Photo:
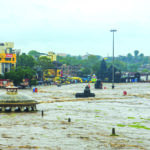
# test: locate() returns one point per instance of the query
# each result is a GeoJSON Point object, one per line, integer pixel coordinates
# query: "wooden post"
{"type": "Point", "coordinates": [42, 113]}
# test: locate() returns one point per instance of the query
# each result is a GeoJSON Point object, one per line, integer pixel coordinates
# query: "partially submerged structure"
{"type": "Point", "coordinates": [86, 93]}
{"type": "Point", "coordinates": [12, 101]}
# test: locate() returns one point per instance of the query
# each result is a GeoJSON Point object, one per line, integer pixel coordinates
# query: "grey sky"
{"type": "Point", "coordinates": [76, 26]}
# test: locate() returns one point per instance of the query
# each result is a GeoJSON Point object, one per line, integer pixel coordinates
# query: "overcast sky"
{"type": "Point", "coordinates": [76, 27]}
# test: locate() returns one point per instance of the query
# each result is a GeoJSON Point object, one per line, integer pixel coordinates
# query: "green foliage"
{"type": "Point", "coordinates": [34, 53]}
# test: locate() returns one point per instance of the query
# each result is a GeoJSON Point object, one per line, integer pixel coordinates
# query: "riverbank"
{"type": "Point", "coordinates": [92, 119]}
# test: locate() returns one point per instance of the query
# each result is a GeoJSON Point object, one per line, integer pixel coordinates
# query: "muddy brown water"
{"type": "Point", "coordinates": [92, 119]}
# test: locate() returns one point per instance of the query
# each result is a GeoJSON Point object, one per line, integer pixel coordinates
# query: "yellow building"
{"type": "Point", "coordinates": [7, 57]}
{"type": "Point", "coordinates": [49, 74]}
{"type": "Point", "coordinates": [52, 56]}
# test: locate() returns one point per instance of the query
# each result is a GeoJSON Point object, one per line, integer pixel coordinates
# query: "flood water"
{"type": "Point", "coordinates": [92, 119]}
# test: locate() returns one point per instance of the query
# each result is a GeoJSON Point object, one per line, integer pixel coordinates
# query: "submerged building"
{"type": "Point", "coordinates": [7, 57]}
{"type": "Point", "coordinates": [12, 101]}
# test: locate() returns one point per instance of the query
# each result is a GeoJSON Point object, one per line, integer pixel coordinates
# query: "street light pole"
{"type": "Point", "coordinates": [113, 30]}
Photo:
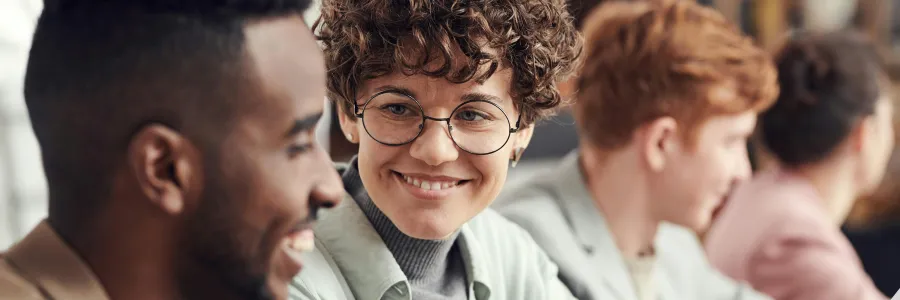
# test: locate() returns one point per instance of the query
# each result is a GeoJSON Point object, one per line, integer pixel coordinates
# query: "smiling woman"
{"type": "Point", "coordinates": [440, 96]}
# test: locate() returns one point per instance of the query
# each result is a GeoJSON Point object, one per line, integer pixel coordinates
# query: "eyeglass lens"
{"type": "Point", "coordinates": [478, 127]}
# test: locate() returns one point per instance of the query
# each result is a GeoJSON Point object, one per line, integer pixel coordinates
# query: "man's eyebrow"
{"type": "Point", "coordinates": [305, 124]}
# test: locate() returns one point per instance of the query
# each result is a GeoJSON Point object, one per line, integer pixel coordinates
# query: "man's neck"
{"type": "Point", "coordinates": [622, 196]}
{"type": "Point", "coordinates": [128, 267]}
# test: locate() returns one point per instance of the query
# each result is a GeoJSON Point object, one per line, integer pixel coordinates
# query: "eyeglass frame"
{"type": "Point", "coordinates": [360, 116]}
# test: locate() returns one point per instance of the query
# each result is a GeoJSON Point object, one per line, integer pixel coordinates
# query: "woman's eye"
{"type": "Point", "coordinates": [470, 116]}
{"type": "Point", "coordinates": [397, 109]}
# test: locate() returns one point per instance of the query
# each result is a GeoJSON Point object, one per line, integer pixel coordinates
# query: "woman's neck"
{"type": "Point", "coordinates": [835, 187]}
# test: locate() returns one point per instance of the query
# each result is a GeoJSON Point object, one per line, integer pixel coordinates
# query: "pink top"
{"type": "Point", "coordinates": [775, 234]}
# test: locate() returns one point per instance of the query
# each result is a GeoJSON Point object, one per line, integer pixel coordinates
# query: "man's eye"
{"type": "Point", "coordinates": [299, 149]}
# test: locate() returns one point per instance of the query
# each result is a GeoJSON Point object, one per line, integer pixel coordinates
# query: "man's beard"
{"type": "Point", "coordinates": [213, 249]}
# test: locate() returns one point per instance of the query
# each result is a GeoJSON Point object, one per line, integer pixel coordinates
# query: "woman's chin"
{"type": "Point", "coordinates": [427, 231]}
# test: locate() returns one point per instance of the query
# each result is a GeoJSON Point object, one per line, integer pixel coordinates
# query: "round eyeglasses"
{"type": "Point", "coordinates": [394, 118]}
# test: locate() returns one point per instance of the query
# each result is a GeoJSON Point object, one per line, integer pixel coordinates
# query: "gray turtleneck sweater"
{"type": "Point", "coordinates": [435, 268]}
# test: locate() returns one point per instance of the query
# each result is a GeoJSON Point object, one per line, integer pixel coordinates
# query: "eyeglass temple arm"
{"type": "Point", "coordinates": [516, 129]}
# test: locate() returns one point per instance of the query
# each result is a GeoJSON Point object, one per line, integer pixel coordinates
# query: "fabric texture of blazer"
{"type": "Point", "coordinates": [43, 266]}
{"type": "Point", "coordinates": [559, 212]}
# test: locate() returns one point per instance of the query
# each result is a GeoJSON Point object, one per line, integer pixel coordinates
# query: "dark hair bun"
{"type": "Point", "coordinates": [828, 81]}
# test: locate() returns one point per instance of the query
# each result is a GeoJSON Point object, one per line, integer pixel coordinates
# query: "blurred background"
{"type": "Point", "coordinates": [874, 227]}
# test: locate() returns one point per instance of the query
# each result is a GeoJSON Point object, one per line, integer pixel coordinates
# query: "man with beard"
{"type": "Point", "coordinates": [177, 140]}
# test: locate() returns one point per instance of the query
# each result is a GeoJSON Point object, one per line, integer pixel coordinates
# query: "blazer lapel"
{"type": "Point", "coordinates": [591, 229]}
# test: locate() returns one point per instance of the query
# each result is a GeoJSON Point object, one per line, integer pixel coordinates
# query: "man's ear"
{"type": "Point", "coordinates": [348, 124]}
{"type": "Point", "coordinates": [861, 134]}
{"type": "Point", "coordinates": [657, 140]}
{"type": "Point", "coordinates": [166, 167]}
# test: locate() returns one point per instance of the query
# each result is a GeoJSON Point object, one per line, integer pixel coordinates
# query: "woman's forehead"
{"type": "Point", "coordinates": [427, 89]}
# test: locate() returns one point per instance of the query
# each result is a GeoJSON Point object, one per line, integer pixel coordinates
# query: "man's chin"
{"type": "Point", "coordinates": [278, 288]}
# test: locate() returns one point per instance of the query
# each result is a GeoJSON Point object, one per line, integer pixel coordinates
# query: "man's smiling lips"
{"type": "Point", "coordinates": [298, 241]}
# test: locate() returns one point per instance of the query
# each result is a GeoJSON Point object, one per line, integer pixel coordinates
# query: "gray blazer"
{"type": "Point", "coordinates": [558, 211]}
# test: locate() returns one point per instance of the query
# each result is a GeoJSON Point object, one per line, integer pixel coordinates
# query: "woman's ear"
{"type": "Point", "coordinates": [349, 125]}
{"type": "Point", "coordinates": [520, 141]}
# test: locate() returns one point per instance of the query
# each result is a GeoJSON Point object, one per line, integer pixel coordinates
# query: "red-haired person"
{"type": "Point", "coordinates": [666, 100]}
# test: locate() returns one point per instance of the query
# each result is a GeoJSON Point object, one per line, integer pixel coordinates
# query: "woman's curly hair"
{"type": "Point", "coordinates": [371, 38]}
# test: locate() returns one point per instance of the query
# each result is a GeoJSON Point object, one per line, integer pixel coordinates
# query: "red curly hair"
{"type": "Point", "coordinates": [646, 60]}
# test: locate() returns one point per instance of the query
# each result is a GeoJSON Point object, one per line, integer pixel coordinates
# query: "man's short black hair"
{"type": "Point", "coordinates": [829, 81]}
{"type": "Point", "coordinates": [101, 69]}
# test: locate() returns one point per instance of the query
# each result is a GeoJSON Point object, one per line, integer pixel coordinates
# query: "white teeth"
{"type": "Point", "coordinates": [429, 185]}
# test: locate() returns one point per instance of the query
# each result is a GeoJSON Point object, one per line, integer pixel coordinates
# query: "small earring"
{"type": "Point", "coordinates": [517, 155]}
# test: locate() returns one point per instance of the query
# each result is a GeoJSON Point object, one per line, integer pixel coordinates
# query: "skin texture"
{"type": "Point", "coordinates": [434, 154]}
{"type": "Point", "coordinates": [661, 175]}
{"type": "Point", "coordinates": [198, 213]}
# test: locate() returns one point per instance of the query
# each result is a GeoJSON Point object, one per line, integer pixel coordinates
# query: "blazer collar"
{"type": "Point", "coordinates": [590, 227]}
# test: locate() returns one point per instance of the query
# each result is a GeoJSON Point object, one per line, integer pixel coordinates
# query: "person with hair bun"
{"type": "Point", "coordinates": [831, 133]}
{"type": "Point", "coordinates": [442, 97]}
{"type": "Point", "coordinates": [178, 142]}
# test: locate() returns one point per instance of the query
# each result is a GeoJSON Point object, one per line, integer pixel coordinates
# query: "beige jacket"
{"type": "Point", "coordinates": [43, 266]}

|---|

▶ **Work required**:
How many lines in the entries above contain the string "woman"? Case counts, and your reply should be the number alone.

▶ **Finished answer**:
7